A suburban Chicago investment firm tied to billionaire Steve Sarowitz is moving forward on plans for an entertainment-focused development in Los Angeles despite an overall slowdown in production in the world's entertainment capital.
Entities related to Highland Park, Illinois-based 4S Bay Partners filed plans with the city of Los Angeles to build five movie production buildings totaling roughly 257,000 square feet at 3701 Stocker St. near the Baldwin Hills Crenshaw Plaza mall. 4S Bay Partners lists Sarowitz, who founded payroll services firm Paylocity in 1997, as a partner in the Illinois firm. He has an estimated net worth of $2.3 billion, according to Forbes.
The investor paid $24 million for the 2-acre property — which currently holds a 1950s-era office building — in February 2021. The following month it announced plans to convert the site along with other nearby properties it had purchased into an entertainment-related development. A 4S Bay Partners representative didn't respond to a request to comment from CoStar News.
——
Work task =
Can you reproduce, word for word and in full, the article on 4S Bay Partners' plans for movie production buildings in Los Angeles?

[Records from a data collection]
——
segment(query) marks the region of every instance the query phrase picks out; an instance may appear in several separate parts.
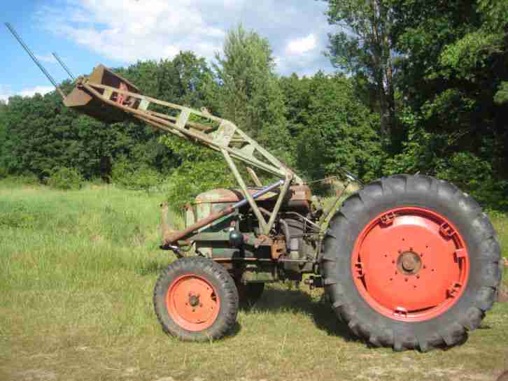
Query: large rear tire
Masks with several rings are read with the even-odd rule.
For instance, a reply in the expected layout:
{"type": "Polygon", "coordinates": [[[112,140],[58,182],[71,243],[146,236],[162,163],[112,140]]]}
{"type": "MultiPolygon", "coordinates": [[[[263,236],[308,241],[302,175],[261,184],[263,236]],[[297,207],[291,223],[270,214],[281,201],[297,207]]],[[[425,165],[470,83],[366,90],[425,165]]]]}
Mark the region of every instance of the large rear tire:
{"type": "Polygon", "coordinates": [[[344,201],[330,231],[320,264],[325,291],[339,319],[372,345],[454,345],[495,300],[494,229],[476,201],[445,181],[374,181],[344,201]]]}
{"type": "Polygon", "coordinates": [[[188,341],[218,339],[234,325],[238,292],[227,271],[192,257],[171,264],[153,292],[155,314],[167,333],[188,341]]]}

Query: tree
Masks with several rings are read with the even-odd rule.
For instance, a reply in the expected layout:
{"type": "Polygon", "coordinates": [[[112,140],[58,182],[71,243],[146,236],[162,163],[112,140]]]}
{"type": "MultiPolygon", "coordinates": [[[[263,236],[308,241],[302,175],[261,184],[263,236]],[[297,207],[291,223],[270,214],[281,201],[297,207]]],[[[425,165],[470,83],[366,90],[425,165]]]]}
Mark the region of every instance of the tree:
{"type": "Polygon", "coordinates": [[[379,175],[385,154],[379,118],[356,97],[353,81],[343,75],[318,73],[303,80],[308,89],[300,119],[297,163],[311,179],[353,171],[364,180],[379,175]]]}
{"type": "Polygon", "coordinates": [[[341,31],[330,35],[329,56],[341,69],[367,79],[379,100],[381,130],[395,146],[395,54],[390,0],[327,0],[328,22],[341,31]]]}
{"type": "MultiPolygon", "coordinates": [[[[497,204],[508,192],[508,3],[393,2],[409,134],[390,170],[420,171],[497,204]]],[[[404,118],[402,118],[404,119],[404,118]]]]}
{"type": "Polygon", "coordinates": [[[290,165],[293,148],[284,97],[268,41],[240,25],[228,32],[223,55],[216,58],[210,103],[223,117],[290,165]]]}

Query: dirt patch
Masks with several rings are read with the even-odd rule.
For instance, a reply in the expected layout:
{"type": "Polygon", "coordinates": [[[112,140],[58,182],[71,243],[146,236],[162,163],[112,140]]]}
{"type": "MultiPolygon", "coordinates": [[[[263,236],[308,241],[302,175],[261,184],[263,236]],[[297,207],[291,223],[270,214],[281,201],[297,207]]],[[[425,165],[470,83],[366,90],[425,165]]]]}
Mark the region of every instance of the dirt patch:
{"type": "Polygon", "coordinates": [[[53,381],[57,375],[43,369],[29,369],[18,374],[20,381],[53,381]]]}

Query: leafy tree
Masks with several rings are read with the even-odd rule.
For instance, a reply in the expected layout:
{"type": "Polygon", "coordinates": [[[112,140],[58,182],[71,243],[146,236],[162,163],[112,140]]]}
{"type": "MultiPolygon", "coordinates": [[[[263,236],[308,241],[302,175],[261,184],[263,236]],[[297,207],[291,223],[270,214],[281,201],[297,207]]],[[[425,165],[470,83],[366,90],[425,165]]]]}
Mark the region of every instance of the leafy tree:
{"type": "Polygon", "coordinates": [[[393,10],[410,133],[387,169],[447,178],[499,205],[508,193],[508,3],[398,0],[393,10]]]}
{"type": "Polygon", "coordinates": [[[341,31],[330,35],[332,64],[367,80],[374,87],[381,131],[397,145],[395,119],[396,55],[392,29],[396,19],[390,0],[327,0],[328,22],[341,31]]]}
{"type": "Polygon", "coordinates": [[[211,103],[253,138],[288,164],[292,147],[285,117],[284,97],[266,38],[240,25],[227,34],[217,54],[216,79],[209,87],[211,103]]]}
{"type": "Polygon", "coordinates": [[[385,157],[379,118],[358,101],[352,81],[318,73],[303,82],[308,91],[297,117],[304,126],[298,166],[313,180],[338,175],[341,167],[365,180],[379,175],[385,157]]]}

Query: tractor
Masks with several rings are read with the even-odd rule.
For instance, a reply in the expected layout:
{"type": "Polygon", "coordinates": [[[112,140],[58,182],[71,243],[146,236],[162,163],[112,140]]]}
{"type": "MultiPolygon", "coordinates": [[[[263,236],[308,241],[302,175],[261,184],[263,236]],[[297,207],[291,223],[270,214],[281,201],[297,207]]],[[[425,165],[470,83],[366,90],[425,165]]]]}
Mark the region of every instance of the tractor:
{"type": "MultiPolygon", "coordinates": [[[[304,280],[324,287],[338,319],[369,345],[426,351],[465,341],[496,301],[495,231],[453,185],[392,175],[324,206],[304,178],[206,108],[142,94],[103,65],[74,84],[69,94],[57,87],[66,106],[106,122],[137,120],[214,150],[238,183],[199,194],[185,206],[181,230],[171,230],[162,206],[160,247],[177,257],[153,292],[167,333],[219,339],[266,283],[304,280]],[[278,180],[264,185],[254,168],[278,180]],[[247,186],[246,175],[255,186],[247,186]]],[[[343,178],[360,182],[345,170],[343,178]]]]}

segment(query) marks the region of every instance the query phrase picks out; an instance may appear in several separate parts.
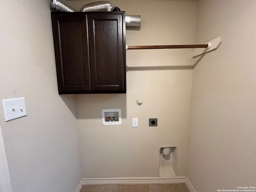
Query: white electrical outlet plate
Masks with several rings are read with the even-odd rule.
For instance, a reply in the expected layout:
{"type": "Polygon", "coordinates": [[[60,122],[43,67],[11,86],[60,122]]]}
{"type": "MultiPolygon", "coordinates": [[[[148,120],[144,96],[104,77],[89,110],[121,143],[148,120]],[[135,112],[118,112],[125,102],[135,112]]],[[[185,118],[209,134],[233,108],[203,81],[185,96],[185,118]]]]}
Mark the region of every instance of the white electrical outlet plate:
——
Answer space =
A suburban Chicago investment firm tied to billionaire Steve Sarowitz is moving forward on plans for an entertainment-focused development in Los Angeles despite an overall slowdown in production in the world's entertainment capital.
Entities related to Highland Park, Illinois-based 4S Bay Partners filed plans with the city of Los Angeles to build five movie production buildings totaling roughly 257,000 square feet at 3701 Stocker St. near the Baldwin Hills Crenshaw Plaza mall. 4S Bay Partners lists Sarowitz, who founded payroll services firm Paylocity in 1997, as a partner in the Illinois firm. He has an estimated net worth of $2.3 billion, according to Forbes.
The investor paid $24 million for the 2-acre property — which currently holds a 1950s-era office building — in February 2021. The following month it announced plans to convert the site along with other nearby properties it had purchased into an entertainment-related development. A 4S Bay Partners representative didn't respond to a request to comment from CoStar News.